*** Extracted data ***

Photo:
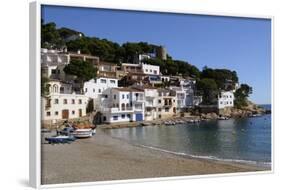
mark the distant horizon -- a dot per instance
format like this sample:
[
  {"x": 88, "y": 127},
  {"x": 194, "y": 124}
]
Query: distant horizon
[{"x": 218, "y": 42}]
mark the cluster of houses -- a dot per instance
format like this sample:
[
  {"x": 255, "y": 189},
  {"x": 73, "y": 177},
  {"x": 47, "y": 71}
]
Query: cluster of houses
[{"x": 129, "y": 92}]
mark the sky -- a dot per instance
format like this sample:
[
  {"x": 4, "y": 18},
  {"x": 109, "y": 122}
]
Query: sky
[{"x": 240, "y": 44}]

*** End of Extracted data ***

#### Work required
Gather from the records above every line containing the string "instance".

#### Answer for this exercise
mark the distant horizon -- a dot per instance
mark the cluster of houses -- a dot per instance
mark the sky -- a dot per instance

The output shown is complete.